Goals:
1. According to the forum thread on package versioning, which languages let you import multiple versions of a module?
2. Extend the forum thread on package versioning, picking up right after its final sentence.

** start of Excerpt to read **

In my experience this is often what happens when a new community is spawned.
E.g. when nodejs started it was there was always one single implementation of
that thing I needed and it was reasonably up to date with the rest of the
things around it (including the runtime environment, of which there was only
one or perhaps two mayor versions of). As time went on more people started to
contributing, often with different levels of commitment.

Often "modern" gets conflated with "young". Almost by definition, young
communities don't develop the same kind of problems of mature communities,
yet.

------
bbatha
I like this quiet a lot, it fits very nicely in the go stack.

Absent this article is a discussion of alternatives to renaming. Reading the
article would hint that a semver major bump would just leave you high and dry!
This is certainly true in some ecosystems like Ruby or Java < 9\. But other
ecosystems have solved this problem at the language level. Javascript, Rust,
and others allow you to import multiple versions of a module so long as you
don't expose types from that module in your public interfaces (not enforced by
JS -- but by convention). You still reach the problem the article references
once you have those types in your public interfaces or they use singletons.
That means that your langauge's package manager needs to handle these
dependencies differently (peer dependencies) giving you more flexibility at
the cost of additional complexity in package management.

** end of Excerpt to read **
** start of Data rows **

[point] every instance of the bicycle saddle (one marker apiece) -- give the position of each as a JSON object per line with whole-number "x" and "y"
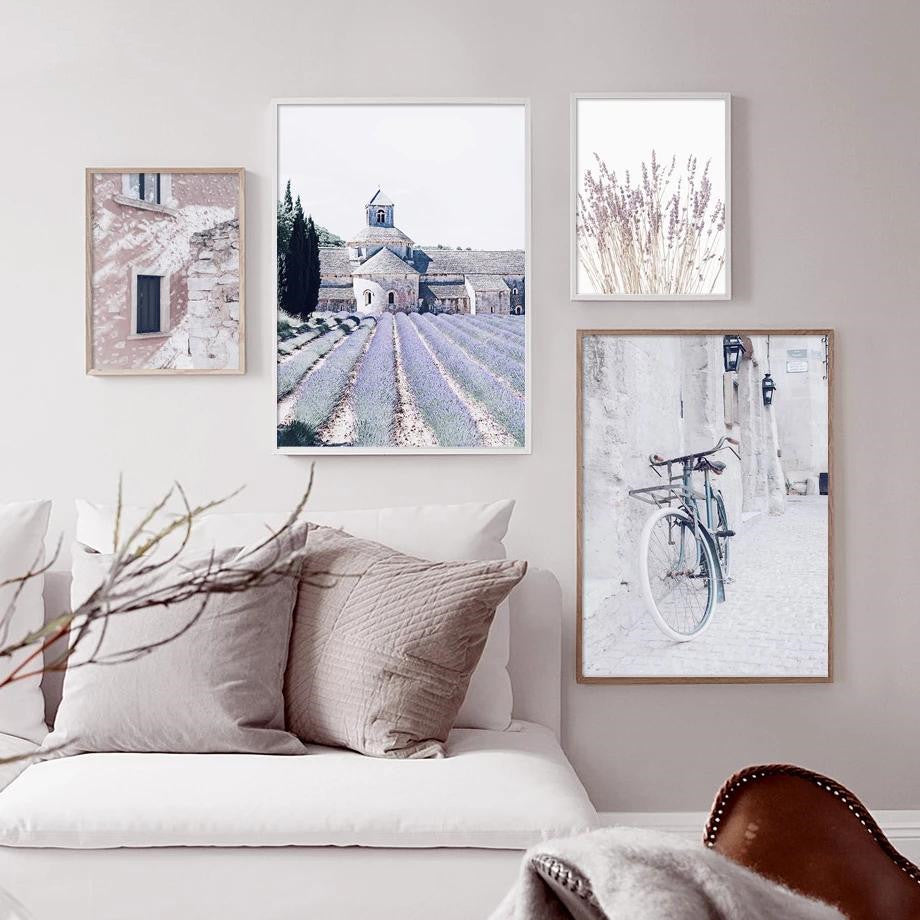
{"x": 717, "y": 466}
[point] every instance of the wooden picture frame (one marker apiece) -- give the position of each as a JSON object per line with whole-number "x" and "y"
{"x": 638, "y": 133}
{"x": 177, "y": 218}
{"x": 587, "y": 671}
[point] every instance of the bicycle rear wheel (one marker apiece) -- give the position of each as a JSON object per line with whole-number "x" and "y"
{"x": 676, "y": 568}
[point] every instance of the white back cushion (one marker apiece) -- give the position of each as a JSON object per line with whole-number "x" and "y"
{"x": 23, "y": 526}
{"x": 440, "y": 533}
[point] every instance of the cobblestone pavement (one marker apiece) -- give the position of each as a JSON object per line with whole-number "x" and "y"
{"x": 772, "y": 624}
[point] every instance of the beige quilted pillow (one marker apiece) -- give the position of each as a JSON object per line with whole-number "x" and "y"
{"x": 384, "y": 644}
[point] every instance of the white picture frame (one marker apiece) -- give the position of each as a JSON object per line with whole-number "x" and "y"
{"x": 577, "y": 291}
{"x": 524, "y": 103}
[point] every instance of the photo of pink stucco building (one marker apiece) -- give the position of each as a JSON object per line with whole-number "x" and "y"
{"x": 165, "y": 270}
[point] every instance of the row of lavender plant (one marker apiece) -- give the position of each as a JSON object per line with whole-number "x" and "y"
{"x": 500, "y": 400}
{"x": 490, "y": 354}
{"x": 504, "y": 324}
{"x": 323, "y": 387}
{"x": 664, "y": 234}
{"x": 313, "y": 329}
{"x": 374, "y": 393}
{"x": 292, "y": 370}
{"x": 498, "y": 337}
{"x": 444, "y": 413}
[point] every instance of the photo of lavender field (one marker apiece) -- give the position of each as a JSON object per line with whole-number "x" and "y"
{"x": 651, "y": 198}
{"x": 384, "y": 343}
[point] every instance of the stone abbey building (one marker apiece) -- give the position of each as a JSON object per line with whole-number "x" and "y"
{"x": 380, "y": 269}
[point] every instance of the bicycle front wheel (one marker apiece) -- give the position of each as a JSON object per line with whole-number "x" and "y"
{"x": 677, "y": 574}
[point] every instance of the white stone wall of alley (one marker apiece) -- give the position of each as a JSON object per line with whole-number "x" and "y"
{"x": 668, "y": 395}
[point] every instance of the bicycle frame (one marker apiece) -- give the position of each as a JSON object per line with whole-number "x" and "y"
{"x": 679, "y": 487}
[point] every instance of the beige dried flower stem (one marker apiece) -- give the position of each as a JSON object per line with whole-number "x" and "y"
{"x": 130, "y": 586}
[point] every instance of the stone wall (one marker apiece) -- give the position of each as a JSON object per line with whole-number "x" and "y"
{"x": 209, "y": 336}
{"x": 405, "y": 291}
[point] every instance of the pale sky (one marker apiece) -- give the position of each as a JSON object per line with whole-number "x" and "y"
{"x": 456, "y": 172}
{"x": 625, "y": 131}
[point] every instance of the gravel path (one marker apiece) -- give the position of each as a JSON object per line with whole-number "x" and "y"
{"x": 773, "y": 622}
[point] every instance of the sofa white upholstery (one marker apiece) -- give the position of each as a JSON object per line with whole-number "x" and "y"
{"x": 494, "y": 790}
{"x": 213, "y": 838}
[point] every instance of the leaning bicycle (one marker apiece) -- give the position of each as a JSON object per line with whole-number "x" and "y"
{"x": 685, "y": 548}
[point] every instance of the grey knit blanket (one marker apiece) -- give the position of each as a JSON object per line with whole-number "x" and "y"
{"x": 646, "y": 875}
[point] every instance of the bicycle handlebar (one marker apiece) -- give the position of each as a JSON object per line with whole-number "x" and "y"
{"x": 656, "y": 460}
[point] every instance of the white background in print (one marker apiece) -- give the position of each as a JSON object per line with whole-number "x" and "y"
{"x": 457, "y": 173}
{"x": 624, "y": 132}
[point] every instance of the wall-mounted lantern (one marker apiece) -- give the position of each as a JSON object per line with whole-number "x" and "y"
{"x": 768, "y": 387}
{"x": 733, "y": 349}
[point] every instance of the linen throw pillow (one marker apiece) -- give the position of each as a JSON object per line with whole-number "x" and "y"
{"x": 216, "y": 688}
{"x": 384, "y": 644}
{"x": 441, "y": 533}
{"x": 22, "y": 541}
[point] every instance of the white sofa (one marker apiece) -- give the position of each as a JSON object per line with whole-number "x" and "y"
{"x": 333, "y": 835}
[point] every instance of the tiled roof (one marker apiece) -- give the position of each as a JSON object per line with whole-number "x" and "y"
{"x": 377, "y": 234}
{"x": 433, "y": 262}
{"x": 487, "y": 283}
{"x": 333, "y": 260}
{"x": 443, "y": 290}
{"x": 385, "y": 262}
{"x": 336, "y": 292}
{"x": 380, "y": 197}
{"x": 469, "y": 262}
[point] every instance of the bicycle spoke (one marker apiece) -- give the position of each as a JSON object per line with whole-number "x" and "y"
{"x": 679, "y": 576}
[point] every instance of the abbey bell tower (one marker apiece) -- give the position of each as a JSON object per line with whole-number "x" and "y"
{"x": 380, "y": 210}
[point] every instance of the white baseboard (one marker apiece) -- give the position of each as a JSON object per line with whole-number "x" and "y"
{"x": 901, "y": 827}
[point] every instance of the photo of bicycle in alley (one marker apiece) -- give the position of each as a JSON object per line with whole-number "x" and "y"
{"x": 704, "y": 490}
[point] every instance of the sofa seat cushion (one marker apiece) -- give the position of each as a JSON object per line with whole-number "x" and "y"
{"x": 504, "y": 790}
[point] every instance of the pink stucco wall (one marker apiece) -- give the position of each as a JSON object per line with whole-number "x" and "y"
{"x": 129, "y": 239}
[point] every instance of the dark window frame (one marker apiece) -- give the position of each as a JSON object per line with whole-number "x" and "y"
{"x": 148, "y": 286}
{"x": 142, "y": 188}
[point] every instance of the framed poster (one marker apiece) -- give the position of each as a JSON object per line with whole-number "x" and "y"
{"x": 704, "y": 505}
{"x": 651, "y": 196}
{"x": 165, "y": 264}
{"x": 402, "y": 257}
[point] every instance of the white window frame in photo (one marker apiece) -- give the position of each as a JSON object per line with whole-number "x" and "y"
{"x": 574, "y": 180}
{"x": 165, "y": 205}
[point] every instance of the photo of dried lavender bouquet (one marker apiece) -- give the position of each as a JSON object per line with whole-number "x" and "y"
{"x": 651, "y": 198}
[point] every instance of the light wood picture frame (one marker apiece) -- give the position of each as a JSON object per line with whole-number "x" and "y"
{"x": 650, "y": 211}
{"x": 649, "y": 566}
{"x": 165, "y": 271}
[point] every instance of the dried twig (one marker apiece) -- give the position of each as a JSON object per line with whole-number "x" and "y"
{"x": 139, "y": 578}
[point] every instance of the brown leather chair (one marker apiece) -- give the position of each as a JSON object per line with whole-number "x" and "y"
{"x": 814, "y": 836}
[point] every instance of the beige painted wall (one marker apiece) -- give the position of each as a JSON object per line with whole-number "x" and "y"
{"x": 825, "y": 233}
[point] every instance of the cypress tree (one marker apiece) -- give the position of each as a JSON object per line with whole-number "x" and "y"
{"x": 313, "y": 272}
{"x": 285, "y": 225}
{"x": 296, "y": 268}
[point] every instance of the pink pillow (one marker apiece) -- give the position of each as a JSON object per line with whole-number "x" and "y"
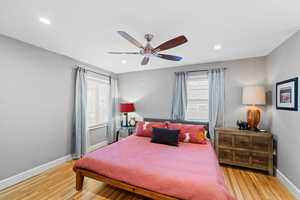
{"x": 189, "y": 132}
{"x": 145, "y": 128}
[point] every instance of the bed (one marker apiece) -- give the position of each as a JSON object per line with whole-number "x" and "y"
{"x": 190, "y": 171}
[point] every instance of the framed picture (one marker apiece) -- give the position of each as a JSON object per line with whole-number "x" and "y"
{"x": 287, "y": 94}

** end of Data rows **

Expected responses:
1. JavaScript and Rust, along with others.

2.
------
ryanianian
Basically some motivation and how to use go + semver.

But is there a way to statically-compile dependencies? Is that even a thing?

(I'm not a go user so forgive me if I need a good RTFM session.)

It seems like a lot of these problems come from two dependencies wanting
different versions of a third dependency.

Instead of just depending on a dependency as a semver string, I could
(theoretically I think) depend on a statically-compiled version of the
dependency so it's free to call whatever libs it wants - effectively eliminate
the concept of transitive dependencies.

For projects with large dependency graphs, you may end up with relatively
large binaries since you end up with lots of duplicate object-code for common
libraries, but I wonder how much of a problem this actually is (and if simple
de-duping may solve a huge chunk of it).

We spend lots of engineering effort to resolve dependencies as source just to
end up compiling them into our executable anyway.

I'm sure this isn't a new concept, but it struck me as odd that go is fighting
with it so much recently considering statically-compiled, "library-free"
executables is definitely in go's wheelhouse - why not extend it to libraries?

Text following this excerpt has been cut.